SHORT TASK
Identify every line in the items below that contains the string "black", treating uppercase and lowercase as different, and copy each of those lines.

MATERIALS PROVIDED
_ _ _ _ _ _ _
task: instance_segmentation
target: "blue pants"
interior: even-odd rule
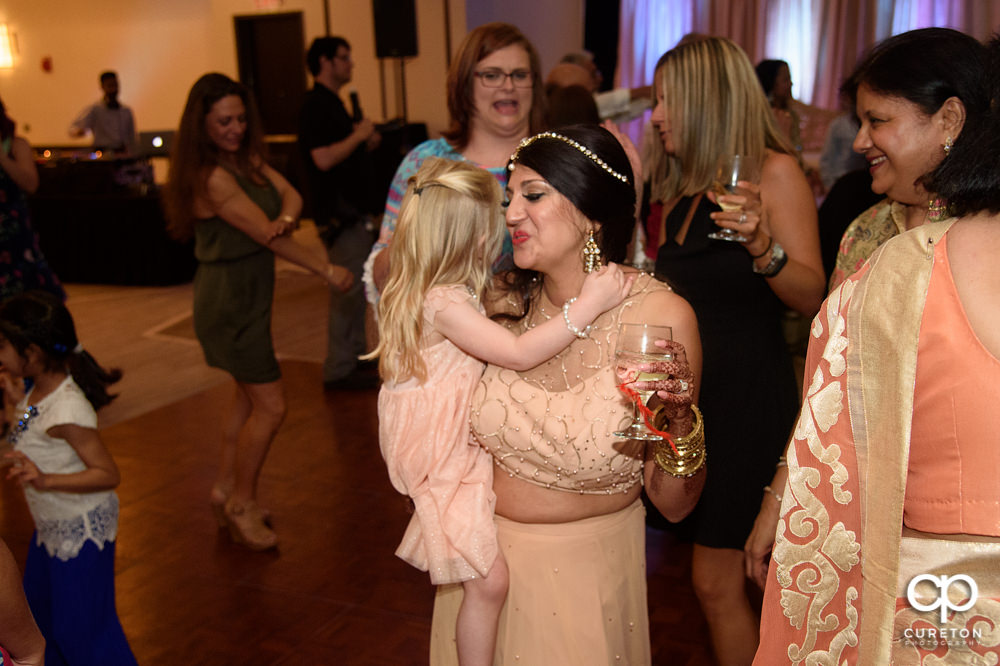
[[[88,541],[63,562],[31,538],[24,594],[45,637],[46,666],[135,666],[115,610],[115,544]]]

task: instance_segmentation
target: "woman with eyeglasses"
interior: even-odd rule
[[[365,263],[369,302],[389,274],[389,255],[382,252],[396,231],[406,183],[428,157],[471,162],[507,185],[507,160],[521,139],[542,129],[545,95],[538,52],[516,27],[487,23],[470,32],[448,70],[448,114],[451,125],[439,139],[425,141],[403,159],[385,203],[382,230]],[[510,268],[510,239],[494,268]]]

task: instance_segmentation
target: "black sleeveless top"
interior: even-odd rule
[[[784,305],[740,243],[708,237],[719,228],[709,213],[720,208],[698,198],[684,243],[674,240],[693,200],[682,198],[667,215],[656,275],[691,304],[701,333],[708,477],[695,540],[742,549],[791,433],[798,388]]]

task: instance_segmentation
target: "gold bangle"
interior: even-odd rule
[[[667,441],[658,441],[653,447],[656,466],[677,478],[694,476],[705,465],[705,421],[695,405],[691,405],[691,411],[694,413],[694,426],[687,435],[674,438],[676,453]]]

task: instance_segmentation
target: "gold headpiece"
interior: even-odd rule
[[[517,146],[517,150],[515,150],[514,154],[510,156],[510,161],[508,162],[508,164],[509,164],[509,168],[510,168],[511,171],[513,171],[514,167],[516,166],[515,162],[517,162],[517,156],[521,154],[521,150],[523,148],[526,148],[526,147],[530,146],[531,144],[533,144],[535,141],[538,141],[539,139],[557,139],[559,141],[562,141],[563,143],[567,143],[567,144],[573,146],[574,148],[576,148],[577,150],[579,150],[581,153],[583,153],[587,157],[589,157],[590,160],[594,164],[596,164],[597,166],[601,167],[602,169],[604,169],[605,171],[607,171],[609,174],[611,174],[612,176],[614,176],[618,180],[622,181],[626,185],[629,184],[628,178],[626,178],[625,176],[623,176],[622,174],[618,173],[617,171],[615,171],[614,169],[612,169],[610,166],[608,166],[608,163],[605,162],[604,160],[602,160],[600,157],[598,157],[597,154],[594,151],[592,151],[590,148],[587,148],[586,146],[584,146],[584,145],[582,145],[582,144],[574,141],[573,139],[571,139],[571,138],[569,138],[567,136],[563,136],[562,134],[556,134],[555,132],[541,132],[540,134],[536,134],[535,136],[529,136],[526,139],[522,139],[521,143],[518,144],[518,146]]]

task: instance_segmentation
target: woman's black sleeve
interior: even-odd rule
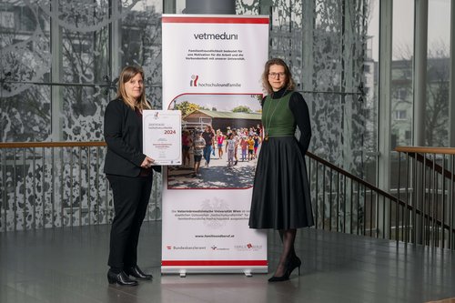
[[[298,145],[302,154],[305,155],[308,149],[311,140],[311,123],[309,120],[309,110],[303,96],[297,92],[292,93],[289,99],[289,109],[294,114],[296,124],[300,130]]]

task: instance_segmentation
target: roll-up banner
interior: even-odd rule
[[[161,272],[265,273],[267,232],[248,227],[256,159],[240,141],[261,127],[268,16],[163,15],[162,35],[163,109],[182,111],[184,150],[163,176]]]

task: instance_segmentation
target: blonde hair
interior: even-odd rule
[[[288,65],[282,59],[273,58],[266,62],[264,72],[262,73],[262,86],[264,87],[266,92],[268,94],[273,93],[273,88],[270,86],[270,83],[268,83],[268,71],[270,70],[271,66],[281,66],[284,67],[286,74],[286,89],[294,90],[294,88],[296,87],[296,84],[294,82],[294,79],[292,79],[292,75],[290,73],[289,67],[288,67]]]
[[[146,99],[146,87],[142,87],[141,96],[137,100],[131,100],[130,97],[126,95],[126,91],[125,90],[125,84],[131,80],[136,75],[140,74],[142,79],[144,80],[144,70],[139,66],[126,66],[123,68],[120,73],[120,77],[118,78],[118,89],[116,92],[116,97],[121,98],[123,102],[131,109],[138,108],[140,110],[143,109],[151,109],[150,105],[147,102]]]

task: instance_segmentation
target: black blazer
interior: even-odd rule
[[[142,153],[142,118],[121,99],[112,100],[106,107],[105,140],[105,173],[139,176],[146,158]]]

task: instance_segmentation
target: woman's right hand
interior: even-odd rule
[[[144,159],[144,161],[142,161],[141,167],[150,168],[154,163],[155,163],[154,159],[146,156],[146,158]]]

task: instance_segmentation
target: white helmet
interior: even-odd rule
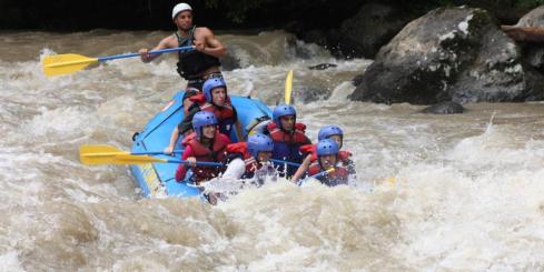
[[[185,11],[185,10],[192,11],[192,8],[189,4],[187,4],[187,3],[178,3],[178,4],[176,4],[176,7],[174,7],[174,9],[172,9],[172,20],[176,19],[176,16],[179,12]]]

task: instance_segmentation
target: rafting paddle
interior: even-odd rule
[[[298,182],[297,184],[298,184],[299,187],[301,187],[301,185],[304,185],[304,183],[305,183],[306,181],[308,181],[310,178],[317,179],[317,178],[319,178],[319,177],[322,177],[322,175],[325,175],[325,174],[332,173],[332,172],[334,172],[335,170],[336,170],[336,169],[334,169],[334,168],[329,168],[329,169],[327,169],[327,170],[325,170],[325,171],[322,171],[322,172],[319,172],[319,173],[317,173],[317,174],[310,175],[310,177],[308,177],[308,178],[306,178],[306,179],[301,180],[301,181],[300,181],[300,182]]]
[[[177,150],[178,152],[180,150]],[[99,145],[81,145],[79,149],[79,160],[83,164],[142,164],[151,162],[162,162],[162,163],[188,163],[188,161],[182,161],[178,159],[162,159],[145,155],[148,152],[135,152],[129,153],[119,150],[111,145],[99,144]],[[159,152],[149,152],[159,153]],[[161,152],[160,152],[161,153]],[[222,167],[222,163],[217,162],[197,162],[197,165],[204,167]]]
[[[293,92],[293,70],[287,72],[287,78],[285,78],[285,103],[290,104],[290,98]]]
[[[149,51],[149,53],[189,51],[192,49],[195,49],[195,47],[168,48],[168,49],[161,49],[156,51]],[[126,54],[89,58],[76,53],[53,54],[53,56],[46,56],[46,58],[43,58],[42,68],[43,68],[43,73],[46,73],[47,77],[51,77],[51,75],[76,72],[86,68],[91,63],[116,60],[116,59],[132,58],[139,56],[140,56],[139,53],[126,53]]]
[[[89,144],[81,145],[80,153],[85,157],[115,157],[119,154],[131,154],[131,155],[157,155],[165,154],[164,151],[146,151],[146,152],[126,152],[116,147],[108,144]],[[182,153],[184,150],[174,150],[172,153]]]

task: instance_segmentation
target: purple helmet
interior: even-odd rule
[[[281,127],[281,122],[279,122],[279,119],[286,115],[294,115],[296,120],[297,111],[295,110],[295,107],[290,104],[278,104],[276,105],[276,108],[274,108],[273,120],[278,127]]]
[[[263,133],[250,135],[247,139],[247,150],[254,158],[257,158],[260,151],[273,151],[273,140]]]
[[[342,131],[340,128],[334,124],[325,125],[319,130],[319,133],[317,134],[317,140],[320,141],[324,139],[328,139],[332,135],[344,137],[344,132]]]
[[[339,148],[338,143],[330,139],[320,140],[317,143],[317,155],[334,155],[338,154]]]

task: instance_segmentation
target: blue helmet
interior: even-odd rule
[[[333,141],[330,139],[320,140],[317,143],[318,157],[338,154],[338,151],[339,151],[338,143],[336,143],[336,141]]]
[[[294,115],[295,119],[297,118],[297,111],[295,110],[295,107],[290,104],[278,104],[273,111],[273,120],[274,122],[278,125],[281,127],[281,122],[279,122],[279,118],[285,117],[285,115]]]
[[[254,158],[257,158],[260,151],[273,151],[273,140],[263,133],[250,135],[247,139],[247,150]]]
[[[192,129],[195,129],[198,138],[202,134],[202,127],[209,124],[217,124],[216,115],[209,111],[199,111],[192,117]]]
[[[320,141],[324,139],[328,139],[332,135],[343,137],[344,132],[342,131],[340,128],[338,128],[334,124],[325,125],[319,130],[319,133],[317,134],[317,140]]]
[[[211,90],[222,87],[225,90],[227,90],[227,83],[225,83],[225,80],[222,78],[210,78],[206,80],[202,84],[202,92],[204,95],[206,97],[206,101],[208,103],[211,103],[212,98],[211,98]]]

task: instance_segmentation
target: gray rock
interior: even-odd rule
[[[433,114],[455,114],[463,113],[464,108],[462,104],[453,102],[453,101],[444,101],[437,104],[431,105],[422,110],[423,113],[433,113]]]
[[[517,27],[544,27],[544,6],[541,6],[520,19]],[[525,61],[534,68],[544,70],[544,48],[542,43],[524,46]]]
[[[363,74],[353,100],[433,104],[543,98],[543,77],[482,9],[435,9],[408,23]]]

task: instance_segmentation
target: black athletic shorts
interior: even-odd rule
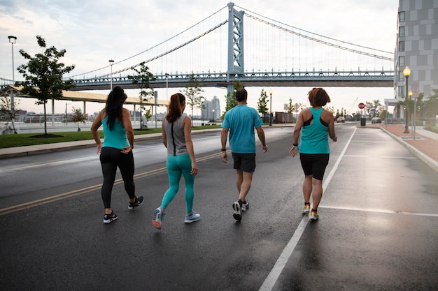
_ _ _ _ _ _ _
THE SOLUTION
target: "black sleeveless top"
target: woman's black sleeve
target: black blazer
target: black athletic shorts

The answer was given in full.